**RAW DATA**
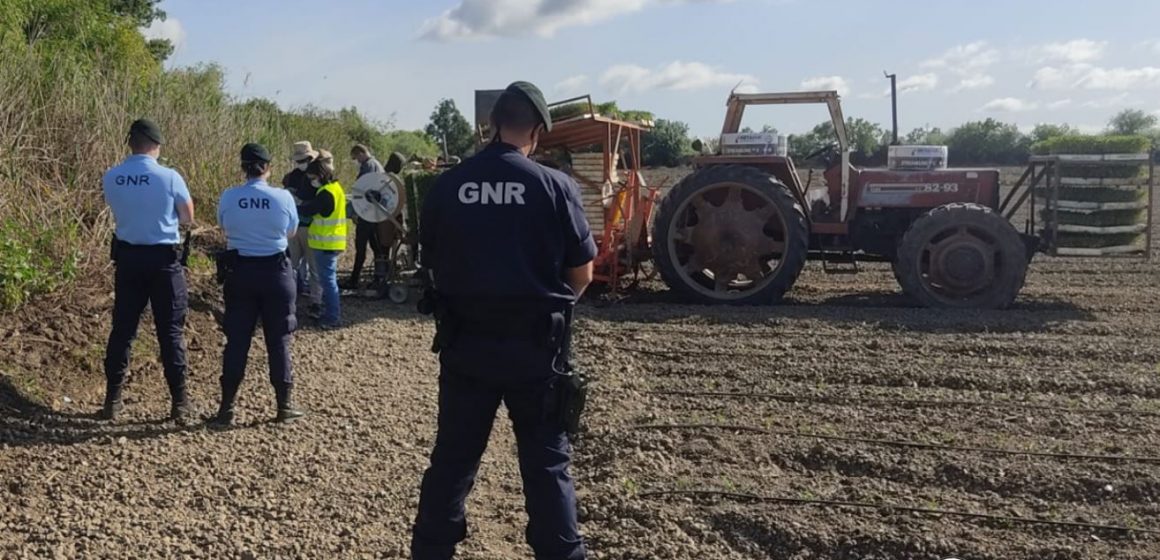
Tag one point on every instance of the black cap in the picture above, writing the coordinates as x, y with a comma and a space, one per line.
146, 128
536, 97
255, 152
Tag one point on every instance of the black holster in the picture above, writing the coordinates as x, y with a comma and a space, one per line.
226, 261
185, 249
447, 327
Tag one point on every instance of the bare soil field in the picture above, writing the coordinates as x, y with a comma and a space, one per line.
713, 433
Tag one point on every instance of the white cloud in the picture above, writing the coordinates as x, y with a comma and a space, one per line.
827, 82
1088, 77
973, 82
168, 29
678, 75
1121, 79
920, 82
965, 59
1119, 100
1008, 104
572, 85
1072, 51
490, 19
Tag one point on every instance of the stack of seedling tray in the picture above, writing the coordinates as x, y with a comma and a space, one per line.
1096, 202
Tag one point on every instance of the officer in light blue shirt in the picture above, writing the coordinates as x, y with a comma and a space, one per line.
258, 220
149, 203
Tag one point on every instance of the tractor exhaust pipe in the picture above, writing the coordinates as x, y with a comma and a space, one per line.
893, 106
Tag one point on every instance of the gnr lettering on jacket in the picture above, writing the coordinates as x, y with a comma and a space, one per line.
130, 180
498, 194
254, 203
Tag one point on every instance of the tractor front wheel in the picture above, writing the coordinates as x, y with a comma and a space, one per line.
730, 234
962, 256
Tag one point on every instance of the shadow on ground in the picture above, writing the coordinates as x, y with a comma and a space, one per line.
891, 311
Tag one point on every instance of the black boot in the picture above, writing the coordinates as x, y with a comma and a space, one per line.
287, 412
113, 405
181, 411
224, 416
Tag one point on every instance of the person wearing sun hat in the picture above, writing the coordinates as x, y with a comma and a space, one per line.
258, 220
302, 256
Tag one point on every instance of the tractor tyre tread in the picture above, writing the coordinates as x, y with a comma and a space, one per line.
1007, 286
797, 237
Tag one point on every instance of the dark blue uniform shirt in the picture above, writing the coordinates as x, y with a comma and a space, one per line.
500, 226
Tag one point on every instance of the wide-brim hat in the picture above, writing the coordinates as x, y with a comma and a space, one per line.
303, 150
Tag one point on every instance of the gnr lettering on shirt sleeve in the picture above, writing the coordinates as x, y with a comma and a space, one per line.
494, 194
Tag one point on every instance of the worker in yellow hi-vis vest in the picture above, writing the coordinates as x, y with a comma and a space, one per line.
327, 237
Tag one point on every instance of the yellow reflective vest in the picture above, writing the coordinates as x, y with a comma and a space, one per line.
330, 232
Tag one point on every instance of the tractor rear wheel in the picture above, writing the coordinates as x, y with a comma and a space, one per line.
730, 234
962, 256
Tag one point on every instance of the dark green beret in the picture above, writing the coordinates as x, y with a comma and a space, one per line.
146, 128
255, 152
536, 97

**OBJECTIVE**
Add 85 to every coordinate number in the stretch from the line containing "lettering on shirt" through the end of the records, and write out that whole stretch again with its requests included.

**TASK OUTPUT**
Tag one point on every instance of the gnr lettering on shirt sleeve in the picture above, writing the coordinates as x, y with a comma and a space, one per line.
579, 279
Tag one point on every instance of the worker in yellow hi-vis vest in the picture above, writing the coordinates as x, y with a comma and a space, one per line.
412, 322
Tag one point on every instance of the yellow reflective vest in the picture above, writing the coordinates as x, y with a comma and a space, one per line.
415, 317
Tag one point on every instance of the tractor rear wheel in the picture above, writing the coordinates as x, y with a comma and a space, one per line.
815, 319
1047, 341
Tag one point on every instance of the dark green beret in the picture above, writing the coordinates as x, y with a comma and a space, one per line.
231, 213
340, 237
621, 182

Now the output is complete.